__Natural-language object grounding data__

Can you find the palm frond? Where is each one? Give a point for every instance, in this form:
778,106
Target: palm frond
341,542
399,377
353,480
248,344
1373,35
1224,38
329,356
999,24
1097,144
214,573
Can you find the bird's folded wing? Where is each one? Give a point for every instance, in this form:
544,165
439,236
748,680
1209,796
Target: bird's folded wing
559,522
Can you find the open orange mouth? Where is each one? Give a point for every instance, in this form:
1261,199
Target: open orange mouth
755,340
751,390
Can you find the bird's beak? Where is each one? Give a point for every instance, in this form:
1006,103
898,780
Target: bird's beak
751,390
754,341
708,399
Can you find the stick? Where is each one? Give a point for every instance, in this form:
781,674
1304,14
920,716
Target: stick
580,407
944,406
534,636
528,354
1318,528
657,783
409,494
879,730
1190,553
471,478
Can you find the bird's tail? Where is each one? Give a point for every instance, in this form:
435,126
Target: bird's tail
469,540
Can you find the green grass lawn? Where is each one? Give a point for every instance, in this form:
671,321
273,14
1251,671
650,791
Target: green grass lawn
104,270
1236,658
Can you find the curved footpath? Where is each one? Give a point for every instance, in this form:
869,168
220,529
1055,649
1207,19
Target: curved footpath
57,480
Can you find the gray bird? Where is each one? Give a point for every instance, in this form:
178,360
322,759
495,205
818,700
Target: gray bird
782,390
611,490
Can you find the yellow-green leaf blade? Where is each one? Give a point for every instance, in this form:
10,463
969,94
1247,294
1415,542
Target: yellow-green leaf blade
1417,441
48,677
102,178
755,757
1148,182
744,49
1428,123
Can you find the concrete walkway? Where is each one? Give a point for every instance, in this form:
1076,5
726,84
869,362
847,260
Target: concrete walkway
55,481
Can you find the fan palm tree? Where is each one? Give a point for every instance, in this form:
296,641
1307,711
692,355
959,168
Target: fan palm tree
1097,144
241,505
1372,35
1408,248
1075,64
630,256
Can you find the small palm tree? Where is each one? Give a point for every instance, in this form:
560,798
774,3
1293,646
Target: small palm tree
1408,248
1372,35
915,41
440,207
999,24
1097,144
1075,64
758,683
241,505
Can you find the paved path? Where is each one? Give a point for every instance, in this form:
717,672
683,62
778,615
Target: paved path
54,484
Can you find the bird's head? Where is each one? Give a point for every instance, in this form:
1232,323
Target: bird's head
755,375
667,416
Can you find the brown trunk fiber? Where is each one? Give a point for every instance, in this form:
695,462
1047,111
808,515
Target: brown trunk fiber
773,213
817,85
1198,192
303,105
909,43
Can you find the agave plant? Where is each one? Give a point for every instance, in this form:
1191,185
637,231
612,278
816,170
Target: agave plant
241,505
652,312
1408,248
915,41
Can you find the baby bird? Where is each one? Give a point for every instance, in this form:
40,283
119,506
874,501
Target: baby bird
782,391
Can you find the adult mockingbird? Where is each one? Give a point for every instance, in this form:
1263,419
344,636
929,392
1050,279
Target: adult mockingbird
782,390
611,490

__PROBLEM__
Every entry must be retyped in full, exactly as given.

__FINISHED TASK__
Can you find the palm frond? Where is each one? Give a point for every instance, in this form:
778,106
Target: palm frond
341,542
399,377
353,480
248,344
1373,35
1224,38
329,356
999,24
1097,144
214,573
Can you find the bird's folded wing? Where is each one? Give a point for every instance, in this form:
544,165
439,236
748,680
1209,796
Target: bird's folded wing
559,522
Can you find the open orange mouth? Where is each one? Give a point for every instance, in this form:
1261,199
Target: open orange mouth
755,340
751,390
Can you find the bird's beak? Where is each one? Give a point for every instance, in this form:
1006,103
898,780
Target: bird's beak
751,390
754,341
708,399
Can you find the stick? Where is each one? Give a point for every instance, in this form:
781,674
1304,14
920,716
Target: stick
580,407
944,406
534,636
528,354
1318,528
657,783
409,494
879,730
1190,553
471,478
Can you find the bird's tail? Where is each one? Give a point for every instance, in this form:
435,126
Target: bird's tail
469,540
Can you find the green grass lawn? Where is each one? Give a point for every instance, in this form:
671,321
273,14
1251,671
650,791
Target: green grass lawn
104,270
1236,658
Can you find the curved footpath? Where is each one? Give a point for every instance, in this form:
869,168
220,529
1055,649
1207,19
Target: curved footpath
57,480
Can you find the gray bird? Where is each one? Give a point for every instance, in this form:
178,360
322,759
495,205
818,700
Target: gray bird
782,390
611,490
Can you find the yellow-green leaf blade? Where is each one? Give a point for every instance, in this form:
10,463
969,94
1247,294
1415,542
Target: yellow-green leaf blade
1417,441
48,677
102,178
755,757
1148,182
744,49
1428,123
Can you find the concrete walkway? Where is each one? Give a point for every instance, in this form:
1076,5
726,84
869,362
847,260
Target: concrete walkway
55,481
Can you find the fan palm tree? Where is each one? Give a point for every instance, in this form:
296,641
1307,711
692,355
959,168
Target: fan palm tree
1097,144
241,505
1372,35
1408,248
1075,64
630,256
Can you find the small palm tree? Where is each one? Give a point for every instance, in this form:
560,798
774,3
1293,646
Target: small palm tree
1408,248
1372,35
915,41
440,207
999,24
1097,144
1075,64
758,683
241,505
Can you find the paved path? Where is each one? Give a point for every instance, in this form:
717,672
683,62
778,615
Target: paved path
54,484
Can you find the bird's head? Where is each one? Give a point for every instance, in this form:
1232,323
Target: bird's head
755,375
667,416
Can you find the brown trunk fiber? Where is each one? Give a point for every instance, in this form:
695,462
1047,111
808,515
Target: brown trunk fiber
773,213
817,85
1198,192
303,105
909,43
Can you find the agave plant? Where is each one? Give a point for every instance, in this form:
1191,185
637,231
612,278
816,170
Target: agave plant
241,505
652,312
1408,248
915,41
Can you find the baby bird? Where is each one? Give a point for every instance, in this form:
40,283
119,506
874,501
Target: baby bird
782,391
Can you find the adult mockingbird? Where is each one? Give a point for every instance, in this form:
1263,419
344,636
929,392
1050,279
Target: adult mockingbird
782,390
611,490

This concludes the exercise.